### [Directive]
Return the records below line for line, with every word and number unchanged, but leave out the pictures.

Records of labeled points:
⁂
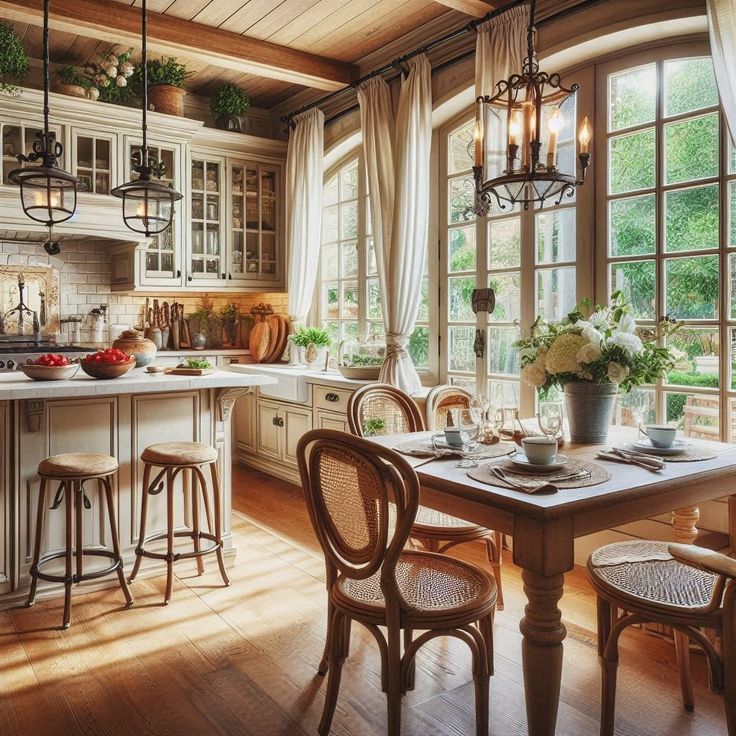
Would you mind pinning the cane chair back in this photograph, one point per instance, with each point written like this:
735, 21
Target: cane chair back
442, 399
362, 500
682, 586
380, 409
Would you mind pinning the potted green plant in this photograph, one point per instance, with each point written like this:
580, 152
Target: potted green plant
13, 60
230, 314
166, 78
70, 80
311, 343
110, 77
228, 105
⁂
### [Answer in full]
Would you mind pinning the cane chair back in this photograph, one point per instance, with each point written like this:
735, 21
Target: cane chair back
442, 399
362, 500
682, 586
380, 409
Would you mind pinning the potted green plant in this photograph, one point per instance, with each point written like this:
580, 152
Target: potted green plant
13, 60
230, 314
166, 78
70, 80
311, 343
110, 77
228, 105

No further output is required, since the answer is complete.